What is meant by transgender?

A

Gender identity does not match their assigned birth sex. It does not imply any specific sexual orientation.
Anyone whose identity or behaviour falls outside stereotypical gender norms.

25
Q

What is gender fluidity?

A

Conveys a wider, more flexible range of gender expressions, with interests and behaviours that may even change from day to day.
These people do not feel confined be restrictive boundaries of stereotypical expectations of men and women. For some, gender fluidity extends beyond behaviour and interests, and serves to specifically define their gender identity.

26
Q

What is meant by genderqueer?

A

Blurring of lines surrounding society’s rigid views of both gender and sexual orientation.
Genderqueer people embrace a fluidity of gender expression that is not limiting.

27
Q

What are gendered social practices?

A

Those which shape women’s and men’s bodies in ways that reinforce particular cultural images of ‘femininity’ and ‘masculinity’.

28
Q

How are gender identities imposed?

A

Starts with assignment to a sex category on the basis of what the genitalia look like at birth. Then reinforced through naming, dress, and the use of other gender markers (e.g. sex-typing of clothes). Once a child’s gender is socially ascribed, they are treated differently from children ascribed to the other gender. Children respond to this by feeling different/behaving differently.
As soon as they can talk, children start referring to themselves as members of their gender.

Parenting is gendered, with different expectations for mothers and for fathers, as are work roles.

29
Q

What does transcendence mean?

A

The ways in which biology can be transformed by gendered social practices.
Gender differences are constructed by exaggerating bodily DIFFERENCES and suppressing similarities and converting average differences into absolute differences.

30
Q

How are these socially constructed differences seen in terms of physical activity in boys/girls.

A

Boys are more active than girls, with the difference increasing with age group. As the decline in activity levels with age starts earlier in girls. However, the gender difference does not appear until the 8-10 group. This gender difference in activity levels cuts across social class (as measured by household income).

Among boys aged 11-15 who met the recommended levels this pattern reflected fathers but not mothers activity levels. For boys (in both age groups) more were in the less active category if their parents were also in this group. In contrast, among girls (of both age groups), the activity level of parents made relatively little difference to the proportion meeting recommendations.

This probably reflects the wider influence of socio-cultural factors on the physical activity levels of girls that go beyond individual parental influence and social class difference.

Amongst young adults a much higher proportion of men than young women met the recommended levels of exercise.

31
Q

Gender influences the way women and men relate to their health through differences in power, opportunities and personal and social expectations.
Give examples of gender differences in health. (5)

**EXERCISE OBJECTIVE**
Reproduce the part of the text on gender identity and social practices starting at "Blurring of lines" and ending at "is not limiting.", word for word.

**STORED DATA**
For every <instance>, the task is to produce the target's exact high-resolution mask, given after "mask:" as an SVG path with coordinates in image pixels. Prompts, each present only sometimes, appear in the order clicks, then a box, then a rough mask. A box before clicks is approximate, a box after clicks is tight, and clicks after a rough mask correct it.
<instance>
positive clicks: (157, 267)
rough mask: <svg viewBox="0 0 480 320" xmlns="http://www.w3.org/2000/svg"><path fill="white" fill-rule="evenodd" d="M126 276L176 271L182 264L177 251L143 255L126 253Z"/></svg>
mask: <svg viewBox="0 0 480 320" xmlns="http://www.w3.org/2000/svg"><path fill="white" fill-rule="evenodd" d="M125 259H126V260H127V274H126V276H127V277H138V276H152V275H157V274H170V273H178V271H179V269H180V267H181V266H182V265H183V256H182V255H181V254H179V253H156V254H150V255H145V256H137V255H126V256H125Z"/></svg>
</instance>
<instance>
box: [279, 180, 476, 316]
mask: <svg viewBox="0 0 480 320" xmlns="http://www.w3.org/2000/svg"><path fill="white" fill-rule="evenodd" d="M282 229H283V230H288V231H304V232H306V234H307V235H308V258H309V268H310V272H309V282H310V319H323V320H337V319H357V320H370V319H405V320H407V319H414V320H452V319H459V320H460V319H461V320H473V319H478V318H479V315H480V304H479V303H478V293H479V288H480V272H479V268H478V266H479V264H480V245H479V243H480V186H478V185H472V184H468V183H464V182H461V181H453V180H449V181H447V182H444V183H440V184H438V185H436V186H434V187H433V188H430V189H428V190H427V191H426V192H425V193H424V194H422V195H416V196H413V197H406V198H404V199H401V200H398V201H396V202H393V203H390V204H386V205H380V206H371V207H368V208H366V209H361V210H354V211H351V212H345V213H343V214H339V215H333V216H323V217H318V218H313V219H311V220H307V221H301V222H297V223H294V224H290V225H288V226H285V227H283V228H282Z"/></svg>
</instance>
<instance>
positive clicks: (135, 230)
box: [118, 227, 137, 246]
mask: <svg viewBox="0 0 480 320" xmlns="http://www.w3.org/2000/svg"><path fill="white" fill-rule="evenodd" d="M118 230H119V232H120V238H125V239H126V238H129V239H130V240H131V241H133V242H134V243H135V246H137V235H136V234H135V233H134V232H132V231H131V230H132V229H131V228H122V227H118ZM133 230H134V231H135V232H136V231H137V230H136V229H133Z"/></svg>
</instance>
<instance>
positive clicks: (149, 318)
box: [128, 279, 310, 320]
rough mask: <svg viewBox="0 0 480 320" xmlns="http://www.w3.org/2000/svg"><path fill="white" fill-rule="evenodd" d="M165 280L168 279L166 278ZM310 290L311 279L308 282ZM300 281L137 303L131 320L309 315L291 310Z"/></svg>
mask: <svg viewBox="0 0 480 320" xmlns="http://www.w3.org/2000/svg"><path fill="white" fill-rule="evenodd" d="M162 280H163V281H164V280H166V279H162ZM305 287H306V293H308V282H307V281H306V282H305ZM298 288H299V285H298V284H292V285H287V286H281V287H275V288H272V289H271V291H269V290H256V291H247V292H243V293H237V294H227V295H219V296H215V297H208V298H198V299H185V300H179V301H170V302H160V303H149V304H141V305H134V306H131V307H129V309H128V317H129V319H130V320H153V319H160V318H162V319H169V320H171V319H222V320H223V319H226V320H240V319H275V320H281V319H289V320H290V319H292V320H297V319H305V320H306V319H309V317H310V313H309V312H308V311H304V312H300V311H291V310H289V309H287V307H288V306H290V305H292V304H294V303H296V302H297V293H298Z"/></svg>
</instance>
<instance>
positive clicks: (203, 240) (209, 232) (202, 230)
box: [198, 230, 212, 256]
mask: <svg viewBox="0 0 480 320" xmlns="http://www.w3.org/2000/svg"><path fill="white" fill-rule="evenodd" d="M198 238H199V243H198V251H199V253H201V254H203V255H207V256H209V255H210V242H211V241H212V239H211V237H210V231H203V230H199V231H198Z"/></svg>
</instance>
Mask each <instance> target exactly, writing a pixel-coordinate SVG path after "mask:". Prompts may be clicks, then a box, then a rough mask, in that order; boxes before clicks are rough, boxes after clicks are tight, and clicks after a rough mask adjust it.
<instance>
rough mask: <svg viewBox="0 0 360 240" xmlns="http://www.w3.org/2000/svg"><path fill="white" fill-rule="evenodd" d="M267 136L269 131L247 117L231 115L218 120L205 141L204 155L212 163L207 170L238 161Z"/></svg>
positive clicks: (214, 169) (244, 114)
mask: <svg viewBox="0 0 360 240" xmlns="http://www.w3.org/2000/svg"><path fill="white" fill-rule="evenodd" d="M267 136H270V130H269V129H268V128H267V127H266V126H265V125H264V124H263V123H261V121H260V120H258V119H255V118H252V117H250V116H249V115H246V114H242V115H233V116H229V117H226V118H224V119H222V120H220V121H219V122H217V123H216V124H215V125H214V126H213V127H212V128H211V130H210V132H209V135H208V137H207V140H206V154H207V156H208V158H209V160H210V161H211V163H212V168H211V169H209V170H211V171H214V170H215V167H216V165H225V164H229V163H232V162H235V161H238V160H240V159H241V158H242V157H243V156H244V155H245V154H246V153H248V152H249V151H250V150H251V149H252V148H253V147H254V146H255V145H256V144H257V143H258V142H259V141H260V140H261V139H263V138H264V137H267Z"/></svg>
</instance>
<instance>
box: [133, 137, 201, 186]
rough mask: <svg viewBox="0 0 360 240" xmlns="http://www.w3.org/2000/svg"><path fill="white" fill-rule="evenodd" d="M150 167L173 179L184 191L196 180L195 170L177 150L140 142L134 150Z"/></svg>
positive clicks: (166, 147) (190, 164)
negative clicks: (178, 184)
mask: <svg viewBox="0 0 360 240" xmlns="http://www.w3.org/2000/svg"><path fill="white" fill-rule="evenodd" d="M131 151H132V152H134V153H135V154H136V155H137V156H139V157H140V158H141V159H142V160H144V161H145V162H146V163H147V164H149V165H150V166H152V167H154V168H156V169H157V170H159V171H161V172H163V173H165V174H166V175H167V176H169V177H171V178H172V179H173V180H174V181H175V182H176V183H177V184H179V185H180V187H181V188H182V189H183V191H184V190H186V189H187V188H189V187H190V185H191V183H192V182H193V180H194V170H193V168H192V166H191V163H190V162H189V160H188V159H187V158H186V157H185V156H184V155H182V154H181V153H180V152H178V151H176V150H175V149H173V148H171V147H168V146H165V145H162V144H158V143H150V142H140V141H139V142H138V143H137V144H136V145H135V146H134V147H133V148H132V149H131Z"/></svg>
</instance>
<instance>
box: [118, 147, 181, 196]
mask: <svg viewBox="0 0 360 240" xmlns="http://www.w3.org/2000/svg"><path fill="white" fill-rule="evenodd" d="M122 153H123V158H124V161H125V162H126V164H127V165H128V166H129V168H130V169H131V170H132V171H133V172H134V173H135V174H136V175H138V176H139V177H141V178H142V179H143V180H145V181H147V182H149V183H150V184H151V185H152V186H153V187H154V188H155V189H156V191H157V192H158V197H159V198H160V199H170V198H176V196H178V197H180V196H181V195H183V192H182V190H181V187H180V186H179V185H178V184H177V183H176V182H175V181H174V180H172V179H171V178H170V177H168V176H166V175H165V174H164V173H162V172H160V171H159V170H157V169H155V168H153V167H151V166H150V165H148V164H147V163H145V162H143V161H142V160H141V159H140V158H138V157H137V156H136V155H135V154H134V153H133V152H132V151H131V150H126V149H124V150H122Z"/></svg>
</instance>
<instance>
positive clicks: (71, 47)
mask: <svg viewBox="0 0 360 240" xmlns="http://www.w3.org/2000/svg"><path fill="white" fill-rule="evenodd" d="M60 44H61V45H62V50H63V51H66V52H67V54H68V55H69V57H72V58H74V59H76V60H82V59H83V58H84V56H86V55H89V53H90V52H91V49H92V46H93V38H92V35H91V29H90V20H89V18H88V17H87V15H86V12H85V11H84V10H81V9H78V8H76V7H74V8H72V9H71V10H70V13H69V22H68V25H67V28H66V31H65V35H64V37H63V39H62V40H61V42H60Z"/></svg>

**SOLUTION TO THE PROBLEM**
Blurring of lines surrounding society’s rigid views of both gender and sexual orientation.
Genderqueer people embrace a fluidity of gender expression that is not limiting.